**WHAT IS ASKED:** Set down each line of the material that follows, exactly, with no pictures.
******************************
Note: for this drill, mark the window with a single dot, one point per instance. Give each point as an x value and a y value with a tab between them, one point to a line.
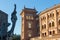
29	33
53	32
29	24
44	25
52	23
32	17
48	16
52	15
50	33
27	17
59	22
49	24
44	34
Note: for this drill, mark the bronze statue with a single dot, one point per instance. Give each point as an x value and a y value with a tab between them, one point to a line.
9	33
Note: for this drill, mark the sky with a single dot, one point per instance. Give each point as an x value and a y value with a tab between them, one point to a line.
8	6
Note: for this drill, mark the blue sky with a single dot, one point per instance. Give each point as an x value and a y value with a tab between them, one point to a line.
8	7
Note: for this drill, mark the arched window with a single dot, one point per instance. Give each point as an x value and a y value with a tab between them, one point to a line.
******************************
**THE SOLUTION:**
Note: for this drill, mark the window with a single dot, one point per instance. Give each point as an x value and a y value with a tab between them, one point to a line.
29	33
53	32
29	24
44	25
52	23
32	17
48	16
52	15
50	33
27	17
59	22
49	24
44	34
Note: for this drill, mark the bronze statue with a single dot, one point per instance. Give each point as an x value and a y value with a tab between them, one point to a line.
9	33
Note: for this drill, mark the sky with a single dot, one point per instance. Give each point as an x value and a y value with a tab between them, one point to a line.
8	6
Note: for this drill, mark the blue sky with a single dot, one point per instance. Give each point as an x value and a y value with a tab between them, one point to a line.
8	7
Note: for this drill, mark the arched window with a single dot, one point per instance. Give each point as an x value and a y value with a tab between them, one point to a line.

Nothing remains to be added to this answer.